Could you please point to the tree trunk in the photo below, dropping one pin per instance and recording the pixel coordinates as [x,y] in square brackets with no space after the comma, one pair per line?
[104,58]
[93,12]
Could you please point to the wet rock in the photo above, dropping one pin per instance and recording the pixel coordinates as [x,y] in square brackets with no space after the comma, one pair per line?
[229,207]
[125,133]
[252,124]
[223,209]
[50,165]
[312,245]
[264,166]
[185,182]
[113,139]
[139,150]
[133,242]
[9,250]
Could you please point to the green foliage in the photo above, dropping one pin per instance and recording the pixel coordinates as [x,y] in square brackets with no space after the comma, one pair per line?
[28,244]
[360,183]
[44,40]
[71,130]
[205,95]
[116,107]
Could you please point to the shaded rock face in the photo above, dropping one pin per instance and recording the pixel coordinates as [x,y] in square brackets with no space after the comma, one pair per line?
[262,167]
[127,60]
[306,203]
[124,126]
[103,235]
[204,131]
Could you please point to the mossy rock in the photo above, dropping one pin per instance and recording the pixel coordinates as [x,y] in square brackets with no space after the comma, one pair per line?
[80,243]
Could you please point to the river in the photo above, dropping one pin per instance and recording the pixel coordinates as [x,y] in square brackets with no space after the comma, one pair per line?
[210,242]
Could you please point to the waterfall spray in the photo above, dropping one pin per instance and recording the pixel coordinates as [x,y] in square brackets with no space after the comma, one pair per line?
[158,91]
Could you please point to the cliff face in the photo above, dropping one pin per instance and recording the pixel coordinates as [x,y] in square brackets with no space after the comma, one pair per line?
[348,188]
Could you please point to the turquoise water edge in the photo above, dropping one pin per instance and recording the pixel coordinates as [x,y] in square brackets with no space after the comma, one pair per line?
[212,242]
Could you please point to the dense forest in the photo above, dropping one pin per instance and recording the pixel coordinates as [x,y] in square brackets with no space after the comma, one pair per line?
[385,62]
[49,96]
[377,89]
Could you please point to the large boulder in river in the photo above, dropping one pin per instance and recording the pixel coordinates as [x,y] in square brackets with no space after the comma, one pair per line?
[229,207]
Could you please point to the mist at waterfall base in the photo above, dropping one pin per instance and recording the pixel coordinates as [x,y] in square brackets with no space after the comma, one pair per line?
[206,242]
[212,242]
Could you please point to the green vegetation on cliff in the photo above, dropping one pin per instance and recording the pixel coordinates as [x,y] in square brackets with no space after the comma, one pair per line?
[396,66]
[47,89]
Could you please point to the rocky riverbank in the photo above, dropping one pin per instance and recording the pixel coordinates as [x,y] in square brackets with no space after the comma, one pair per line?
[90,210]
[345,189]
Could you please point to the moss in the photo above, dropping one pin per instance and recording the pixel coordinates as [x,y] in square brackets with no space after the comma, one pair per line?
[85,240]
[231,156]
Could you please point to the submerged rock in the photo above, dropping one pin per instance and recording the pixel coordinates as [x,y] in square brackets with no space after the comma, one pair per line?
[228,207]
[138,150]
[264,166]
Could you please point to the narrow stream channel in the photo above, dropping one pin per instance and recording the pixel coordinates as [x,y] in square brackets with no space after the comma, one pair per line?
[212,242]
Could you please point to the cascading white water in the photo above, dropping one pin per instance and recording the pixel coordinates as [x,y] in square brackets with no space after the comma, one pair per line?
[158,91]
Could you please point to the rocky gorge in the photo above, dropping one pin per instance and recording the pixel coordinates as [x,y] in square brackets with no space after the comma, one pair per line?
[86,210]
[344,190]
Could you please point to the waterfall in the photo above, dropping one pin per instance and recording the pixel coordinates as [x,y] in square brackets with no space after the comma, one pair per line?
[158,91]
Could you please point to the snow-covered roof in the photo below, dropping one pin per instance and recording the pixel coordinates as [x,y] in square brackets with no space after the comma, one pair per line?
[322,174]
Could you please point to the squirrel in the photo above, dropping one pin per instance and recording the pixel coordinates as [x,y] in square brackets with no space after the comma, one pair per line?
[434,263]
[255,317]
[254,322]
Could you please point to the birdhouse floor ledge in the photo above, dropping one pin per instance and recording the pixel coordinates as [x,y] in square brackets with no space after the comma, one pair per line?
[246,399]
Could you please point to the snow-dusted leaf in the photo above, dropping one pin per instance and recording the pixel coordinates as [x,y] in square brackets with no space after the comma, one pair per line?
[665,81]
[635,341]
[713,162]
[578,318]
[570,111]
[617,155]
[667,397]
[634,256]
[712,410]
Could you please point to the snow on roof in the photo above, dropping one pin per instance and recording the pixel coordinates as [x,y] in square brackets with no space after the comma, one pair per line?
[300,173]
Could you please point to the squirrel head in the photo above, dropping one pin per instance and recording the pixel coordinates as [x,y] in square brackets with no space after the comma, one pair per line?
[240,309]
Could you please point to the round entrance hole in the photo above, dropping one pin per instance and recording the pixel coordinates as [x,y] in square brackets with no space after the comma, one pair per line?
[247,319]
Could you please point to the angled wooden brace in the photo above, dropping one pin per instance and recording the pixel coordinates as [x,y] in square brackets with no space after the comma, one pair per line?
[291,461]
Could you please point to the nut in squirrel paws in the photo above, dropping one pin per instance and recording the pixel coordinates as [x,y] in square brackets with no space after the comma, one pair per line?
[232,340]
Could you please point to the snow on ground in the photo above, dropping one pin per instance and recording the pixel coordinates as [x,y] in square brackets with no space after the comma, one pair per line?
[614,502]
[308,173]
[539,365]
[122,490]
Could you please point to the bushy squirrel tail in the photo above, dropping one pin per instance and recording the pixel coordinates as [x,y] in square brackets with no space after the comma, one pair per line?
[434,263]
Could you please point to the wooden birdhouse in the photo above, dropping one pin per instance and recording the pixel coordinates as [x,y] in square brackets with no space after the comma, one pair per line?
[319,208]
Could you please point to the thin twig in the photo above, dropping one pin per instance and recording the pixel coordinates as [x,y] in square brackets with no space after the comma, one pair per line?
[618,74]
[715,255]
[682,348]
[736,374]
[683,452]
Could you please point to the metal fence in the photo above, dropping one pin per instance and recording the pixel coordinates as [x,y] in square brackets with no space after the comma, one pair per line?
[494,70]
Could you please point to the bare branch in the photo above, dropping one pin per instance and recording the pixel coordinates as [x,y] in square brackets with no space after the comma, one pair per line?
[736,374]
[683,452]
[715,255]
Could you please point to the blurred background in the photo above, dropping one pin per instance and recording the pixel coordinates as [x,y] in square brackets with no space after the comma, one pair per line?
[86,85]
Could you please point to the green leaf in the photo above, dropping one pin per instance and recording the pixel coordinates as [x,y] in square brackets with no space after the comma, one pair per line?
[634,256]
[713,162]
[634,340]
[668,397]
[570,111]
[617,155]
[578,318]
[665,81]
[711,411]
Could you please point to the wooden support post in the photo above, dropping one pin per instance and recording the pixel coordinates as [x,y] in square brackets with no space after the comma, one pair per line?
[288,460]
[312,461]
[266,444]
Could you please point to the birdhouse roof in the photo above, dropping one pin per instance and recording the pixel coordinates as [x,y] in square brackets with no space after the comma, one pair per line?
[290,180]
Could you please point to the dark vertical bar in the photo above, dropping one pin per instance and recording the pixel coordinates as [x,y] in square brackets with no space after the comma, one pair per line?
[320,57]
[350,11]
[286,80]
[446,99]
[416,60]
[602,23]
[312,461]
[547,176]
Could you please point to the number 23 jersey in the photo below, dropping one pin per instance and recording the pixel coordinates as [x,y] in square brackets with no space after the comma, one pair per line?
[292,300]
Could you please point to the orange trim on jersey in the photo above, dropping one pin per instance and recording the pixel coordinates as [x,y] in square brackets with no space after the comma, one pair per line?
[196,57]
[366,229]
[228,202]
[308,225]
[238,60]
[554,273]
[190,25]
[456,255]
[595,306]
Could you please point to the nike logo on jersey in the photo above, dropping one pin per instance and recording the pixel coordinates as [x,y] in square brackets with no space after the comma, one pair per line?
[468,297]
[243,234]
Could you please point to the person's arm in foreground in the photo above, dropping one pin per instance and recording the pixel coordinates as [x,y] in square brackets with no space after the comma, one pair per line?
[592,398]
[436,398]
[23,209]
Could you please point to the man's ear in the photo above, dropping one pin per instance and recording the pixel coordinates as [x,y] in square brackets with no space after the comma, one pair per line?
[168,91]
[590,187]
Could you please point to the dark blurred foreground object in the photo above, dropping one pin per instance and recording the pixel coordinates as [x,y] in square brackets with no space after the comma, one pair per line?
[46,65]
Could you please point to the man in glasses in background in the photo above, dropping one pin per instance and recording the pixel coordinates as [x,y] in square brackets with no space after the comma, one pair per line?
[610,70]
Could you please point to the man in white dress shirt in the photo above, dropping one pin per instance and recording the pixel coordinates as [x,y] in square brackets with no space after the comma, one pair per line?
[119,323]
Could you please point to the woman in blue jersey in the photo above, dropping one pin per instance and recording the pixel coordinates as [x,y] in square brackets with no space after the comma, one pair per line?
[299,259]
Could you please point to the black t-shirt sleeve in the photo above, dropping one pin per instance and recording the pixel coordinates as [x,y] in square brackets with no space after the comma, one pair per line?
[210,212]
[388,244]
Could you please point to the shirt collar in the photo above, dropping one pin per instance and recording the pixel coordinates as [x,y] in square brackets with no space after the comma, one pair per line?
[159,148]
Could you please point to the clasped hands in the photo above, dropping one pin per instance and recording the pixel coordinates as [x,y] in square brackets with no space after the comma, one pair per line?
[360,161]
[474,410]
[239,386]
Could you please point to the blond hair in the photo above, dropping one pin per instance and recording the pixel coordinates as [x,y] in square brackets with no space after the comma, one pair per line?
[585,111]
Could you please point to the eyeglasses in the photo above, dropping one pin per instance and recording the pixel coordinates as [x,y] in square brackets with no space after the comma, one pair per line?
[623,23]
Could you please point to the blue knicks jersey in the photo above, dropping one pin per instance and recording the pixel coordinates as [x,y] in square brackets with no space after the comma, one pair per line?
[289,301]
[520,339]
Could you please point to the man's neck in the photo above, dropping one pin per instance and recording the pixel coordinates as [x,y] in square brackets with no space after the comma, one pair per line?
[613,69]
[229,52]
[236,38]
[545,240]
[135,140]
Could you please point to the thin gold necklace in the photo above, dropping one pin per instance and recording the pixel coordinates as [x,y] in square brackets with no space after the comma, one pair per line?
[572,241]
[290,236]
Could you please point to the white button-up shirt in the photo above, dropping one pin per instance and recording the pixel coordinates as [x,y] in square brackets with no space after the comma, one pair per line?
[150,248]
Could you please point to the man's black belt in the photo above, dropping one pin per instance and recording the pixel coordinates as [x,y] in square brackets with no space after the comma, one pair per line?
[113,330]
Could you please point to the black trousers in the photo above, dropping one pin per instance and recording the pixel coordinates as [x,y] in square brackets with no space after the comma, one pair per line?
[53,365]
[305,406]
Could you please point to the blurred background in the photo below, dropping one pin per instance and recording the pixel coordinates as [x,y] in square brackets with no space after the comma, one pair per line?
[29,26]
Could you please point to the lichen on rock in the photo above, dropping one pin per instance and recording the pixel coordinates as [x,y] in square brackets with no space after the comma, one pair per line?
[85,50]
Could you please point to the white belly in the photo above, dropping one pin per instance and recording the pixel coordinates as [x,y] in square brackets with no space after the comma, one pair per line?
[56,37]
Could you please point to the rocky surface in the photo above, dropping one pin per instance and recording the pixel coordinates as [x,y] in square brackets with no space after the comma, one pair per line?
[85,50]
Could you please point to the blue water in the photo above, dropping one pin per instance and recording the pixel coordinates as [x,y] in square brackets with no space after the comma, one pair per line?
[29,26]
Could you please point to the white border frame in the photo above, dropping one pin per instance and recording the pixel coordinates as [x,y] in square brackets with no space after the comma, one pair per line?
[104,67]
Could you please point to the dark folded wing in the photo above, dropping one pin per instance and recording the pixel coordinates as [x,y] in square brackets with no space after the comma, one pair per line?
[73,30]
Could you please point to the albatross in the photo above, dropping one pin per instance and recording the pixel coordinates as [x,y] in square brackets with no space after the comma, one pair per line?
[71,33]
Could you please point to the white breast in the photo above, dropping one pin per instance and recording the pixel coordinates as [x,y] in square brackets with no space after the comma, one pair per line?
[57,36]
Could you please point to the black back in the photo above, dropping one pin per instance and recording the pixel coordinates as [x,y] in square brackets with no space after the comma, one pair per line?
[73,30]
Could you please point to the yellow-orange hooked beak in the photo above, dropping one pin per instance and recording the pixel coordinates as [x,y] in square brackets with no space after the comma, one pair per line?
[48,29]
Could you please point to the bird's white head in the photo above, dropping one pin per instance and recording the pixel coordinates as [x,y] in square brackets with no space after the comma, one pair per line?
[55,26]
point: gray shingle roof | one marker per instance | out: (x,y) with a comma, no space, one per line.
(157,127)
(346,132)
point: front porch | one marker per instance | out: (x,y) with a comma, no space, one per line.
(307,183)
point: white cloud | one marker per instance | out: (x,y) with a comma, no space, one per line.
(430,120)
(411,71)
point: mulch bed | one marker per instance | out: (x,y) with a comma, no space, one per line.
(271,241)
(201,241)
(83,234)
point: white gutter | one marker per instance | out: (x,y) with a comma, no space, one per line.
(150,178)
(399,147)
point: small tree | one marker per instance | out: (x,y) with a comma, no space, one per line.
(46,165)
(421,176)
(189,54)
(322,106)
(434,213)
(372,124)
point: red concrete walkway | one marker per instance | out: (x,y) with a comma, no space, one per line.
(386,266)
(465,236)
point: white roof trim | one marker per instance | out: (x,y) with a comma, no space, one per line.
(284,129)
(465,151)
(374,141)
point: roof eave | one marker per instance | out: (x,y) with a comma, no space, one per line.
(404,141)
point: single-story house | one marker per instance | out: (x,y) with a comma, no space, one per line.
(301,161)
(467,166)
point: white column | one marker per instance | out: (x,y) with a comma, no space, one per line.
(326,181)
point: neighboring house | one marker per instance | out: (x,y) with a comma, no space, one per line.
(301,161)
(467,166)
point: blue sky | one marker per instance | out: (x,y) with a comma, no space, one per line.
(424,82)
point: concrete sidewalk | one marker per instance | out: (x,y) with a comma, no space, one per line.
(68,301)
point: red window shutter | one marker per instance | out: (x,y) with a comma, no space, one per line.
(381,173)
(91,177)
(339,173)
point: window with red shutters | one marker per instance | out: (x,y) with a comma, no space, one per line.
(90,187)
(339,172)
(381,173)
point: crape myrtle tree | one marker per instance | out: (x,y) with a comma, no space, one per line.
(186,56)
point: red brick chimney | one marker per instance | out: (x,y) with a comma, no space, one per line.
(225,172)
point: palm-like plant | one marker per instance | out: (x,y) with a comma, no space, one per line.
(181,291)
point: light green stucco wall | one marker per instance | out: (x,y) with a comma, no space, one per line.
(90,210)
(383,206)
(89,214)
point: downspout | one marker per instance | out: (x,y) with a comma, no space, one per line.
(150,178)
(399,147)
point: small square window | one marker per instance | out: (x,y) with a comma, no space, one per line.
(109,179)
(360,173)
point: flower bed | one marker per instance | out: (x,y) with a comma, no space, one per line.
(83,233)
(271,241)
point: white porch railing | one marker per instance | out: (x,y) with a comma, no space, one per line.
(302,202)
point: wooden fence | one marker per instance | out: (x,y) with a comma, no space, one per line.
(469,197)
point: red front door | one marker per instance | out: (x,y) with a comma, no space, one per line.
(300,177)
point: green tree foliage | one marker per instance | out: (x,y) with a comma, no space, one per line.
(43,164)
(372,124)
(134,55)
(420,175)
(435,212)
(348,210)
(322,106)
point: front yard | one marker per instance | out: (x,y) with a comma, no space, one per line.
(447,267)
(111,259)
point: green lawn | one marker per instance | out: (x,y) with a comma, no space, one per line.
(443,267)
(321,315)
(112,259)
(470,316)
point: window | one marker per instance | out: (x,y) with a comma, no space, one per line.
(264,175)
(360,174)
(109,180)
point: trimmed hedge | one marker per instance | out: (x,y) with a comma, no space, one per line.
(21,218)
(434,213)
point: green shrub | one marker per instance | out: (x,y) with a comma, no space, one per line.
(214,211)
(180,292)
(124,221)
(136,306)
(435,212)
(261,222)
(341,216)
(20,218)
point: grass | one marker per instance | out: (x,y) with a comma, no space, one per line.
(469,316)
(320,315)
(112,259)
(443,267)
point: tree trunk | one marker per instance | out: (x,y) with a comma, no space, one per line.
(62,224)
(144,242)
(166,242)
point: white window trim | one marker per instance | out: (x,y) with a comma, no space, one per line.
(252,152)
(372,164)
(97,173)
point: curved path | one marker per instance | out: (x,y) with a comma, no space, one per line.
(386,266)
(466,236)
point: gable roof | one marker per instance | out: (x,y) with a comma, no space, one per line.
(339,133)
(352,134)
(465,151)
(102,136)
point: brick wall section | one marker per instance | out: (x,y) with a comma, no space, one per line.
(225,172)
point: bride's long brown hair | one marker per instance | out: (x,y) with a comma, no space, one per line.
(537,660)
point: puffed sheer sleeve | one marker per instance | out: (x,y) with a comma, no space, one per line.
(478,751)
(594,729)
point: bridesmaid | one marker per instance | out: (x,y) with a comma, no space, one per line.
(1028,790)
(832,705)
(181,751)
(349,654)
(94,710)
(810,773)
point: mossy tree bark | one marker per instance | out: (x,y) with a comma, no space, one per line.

+===+

EXERCISE:
Please set down exactly the lines running from the one with "point: white window" to the last line of the entries above, both of them included, and no others.

SOLUTION TO THIS EXERCISE:
point: white window trim | one marker per instance | out: (x,y) with a comma, no space, one per line.
(252,152)
(372,164)
(97,173)
point: curved path | one marker per instance | out: (x,y) with a comma, no space, one per line.
(386,266)
(466,236)
point: gable roof | one marker per instance | out: (x,y) with a comma, no space, one per line.
(339,133)
(352,134)
(465,151)
(102,136)
point: brick wall section | one marker per instance | out: (x,y) with a comma, no space, one per line.
(225,172)
point: bride's long brown hair | one marker per instance | out: (x,y) with a comma, no space, one per line.
(537,660)
point: puffed sheer sleeve | one marker per instance | out: (x,y) with a comma, no space, one per line.
(478,751)
(594,729)
point: bridesmaid | one marker per instance | out: (x,y) with a comma, no space, one per line.
(1028,790)
(832,705)
(181,751)
(349,654)
(94,710)
(810,773)
point: mossy tree bark | one marker per instance | out: (x,y) with a comma, no space, one per line.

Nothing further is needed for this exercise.